— start of Extract to read —
Trend in the funding policies for italian cultural institutes

In Italy every region has different amount of funding and level of participations to cultural things.
This project aims to discover how are the public funding distributed in the last 10 years and how the trend of visitors changes through time.

In [5]:
import pandas as pd

project_20 = pd.read_csv("data/progetti_esteso_CULTURA_TURISMO_2014-2020_20250430.csv", sep=';', low_memory=False)
project_20 = project_20[['CUP','DATA_INIZIO_PREV_STUDIO_FATT','OC_DATA_INIZIO_PROGETTO','OC_DATA_FINE_PROGETTO_EFFETTIVA','DEN_REGIONE','DEN_PROVINCIA','DEN_COMUNE','FINANZ_TOTALE_PUBBLICO','FINANZ_STATO_ESTERO','FINANZ_PRIVATO']]
project_27 = pd.read_csv("data/progetti_esteso_CULTURA_TURISMO_2021-2027_20250430.csv", sep=';', low_memory=False)
— end of Extract to read —
— start of Recorded data —
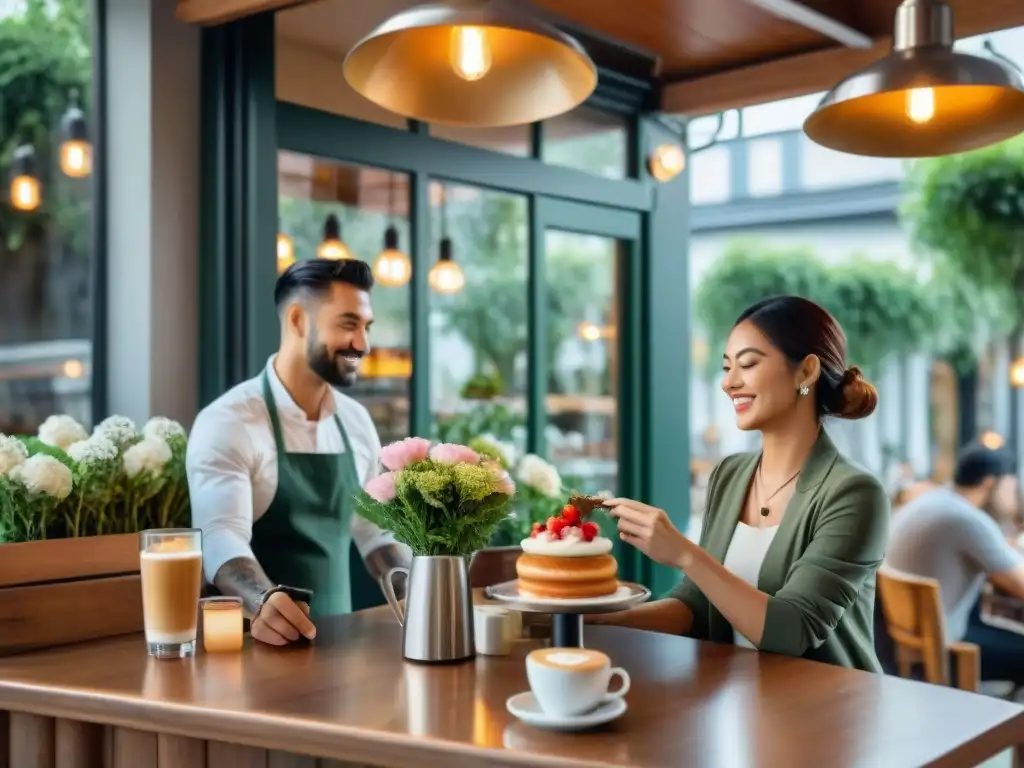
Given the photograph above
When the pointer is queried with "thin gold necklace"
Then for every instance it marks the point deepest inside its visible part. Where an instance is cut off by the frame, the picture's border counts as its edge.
(764, 505)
— end of Recorded data —
▸ **What the exercise asks**
Continue the notebook on public funding for Italian cultural institutes, picking up right after its last line of code.

▸ **Output below**
project_27 = project_27[['CUP', 'DATA_INIZIO_PREV_STUDIO_FATT','OC_DATA_INIZIO_PROGETTO','OC_DATA_FINE_PROGETTO_EFFETTIVA','DEN_REGIONE','DEN_PROVINCIA','DEN_COMUNE','FINANZ_TOTALE_PUBBLICO','FINANZ_STATO_ESTERO','FINANZ_PRIVATO']]
all_projects = pd.concat([project_20, project_27], ignore_index=True)
all_projects = all_projects.drop_duplicates(subset=['CUP'], keep='first')

In [6]:
date_columns = ['DATA_INIZIO_PREV_STUDIO_FATT','OC_DATA_INIZIO_PROGETTO','OC_DATA_FINE_PROGETTO_EFFETTIVA']

all_projects[date_columns] = (all_projects[date_columns].apply(lambda col: pd.to_datetime(col.astype('Int64').astype(str), format='%Y%m%d', errors='coerce')))

all_projects = all_projects.sort_values(by=date_columns, ascending=[True, True, True], na_position='last').reset_index(drop=True)
all_projects.to_csv("data/open_coesione.csv", index=False, encoding="utf-8")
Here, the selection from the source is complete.